§ Aim:
Starting with the line that contains "Labeling guideline: look at the image above and mark any cloud" and going on through the line that contains "[63, 4, 1344, 892]", write each line out again in full, scaling every bounding-box coordinate by 2.25 and rounding to whole numbers, with halves rounded up. Keep all other wording unchanged.

── Given data

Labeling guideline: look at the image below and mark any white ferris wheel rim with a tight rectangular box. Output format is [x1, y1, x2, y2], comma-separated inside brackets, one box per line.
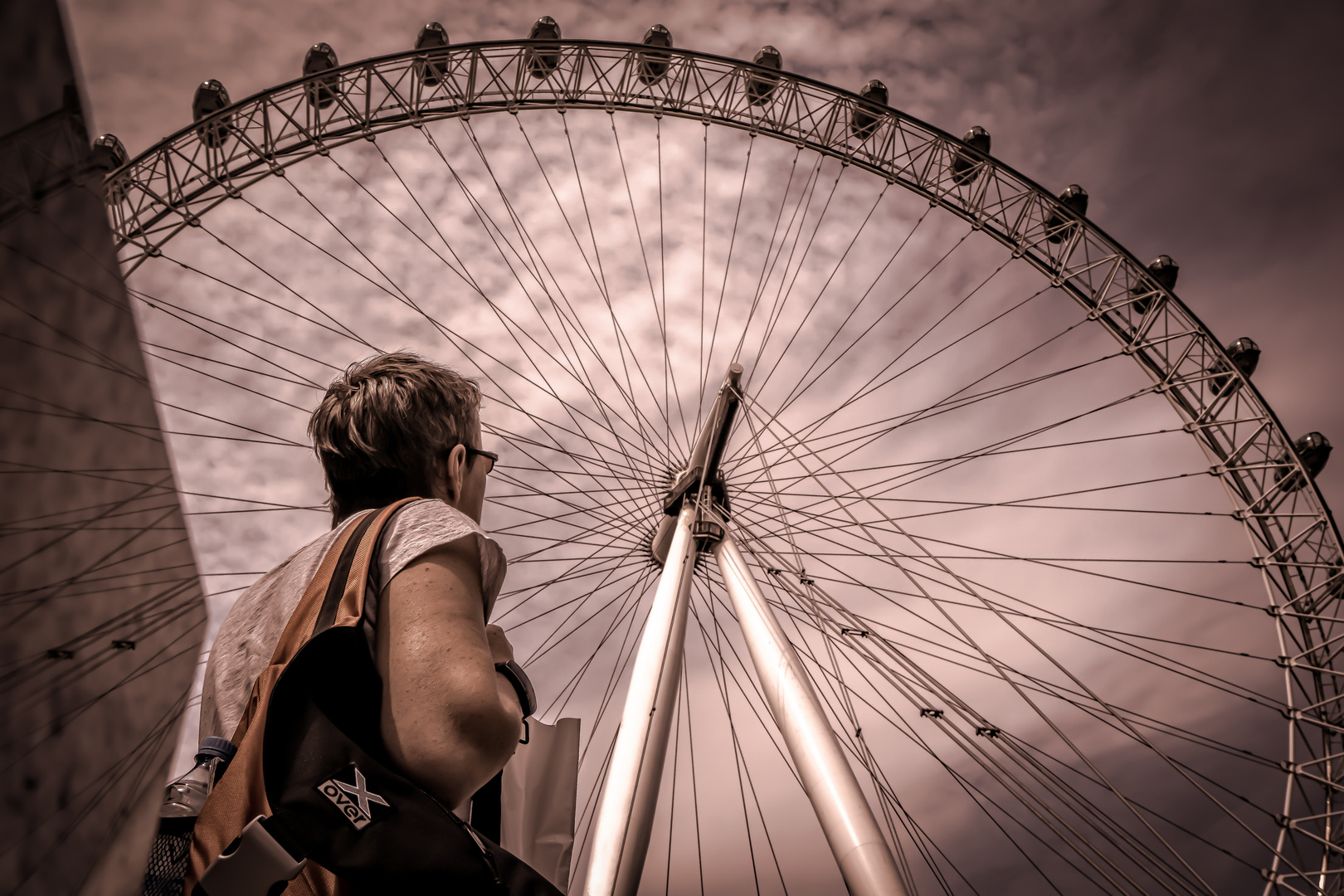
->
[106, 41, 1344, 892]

────
── Given data

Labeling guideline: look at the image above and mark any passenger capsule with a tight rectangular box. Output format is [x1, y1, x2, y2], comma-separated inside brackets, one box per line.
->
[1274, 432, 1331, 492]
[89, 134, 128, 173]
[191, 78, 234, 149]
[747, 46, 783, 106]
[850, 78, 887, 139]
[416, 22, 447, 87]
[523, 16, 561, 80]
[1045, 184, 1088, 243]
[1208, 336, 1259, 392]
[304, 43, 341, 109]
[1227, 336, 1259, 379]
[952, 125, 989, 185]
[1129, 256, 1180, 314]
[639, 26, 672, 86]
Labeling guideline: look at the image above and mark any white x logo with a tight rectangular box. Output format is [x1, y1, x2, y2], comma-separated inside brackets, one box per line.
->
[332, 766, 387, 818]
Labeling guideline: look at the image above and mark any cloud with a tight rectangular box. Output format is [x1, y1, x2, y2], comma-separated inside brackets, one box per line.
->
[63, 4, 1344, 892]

────

§ Response to this task:
Labeling guideline: look at the image above and mark any cloud with a tight rectangular box. Output format is [x1, y1, x2, y2], comma-separated inside brackets, one box per line.
->
[142, 9, 3024, 2007]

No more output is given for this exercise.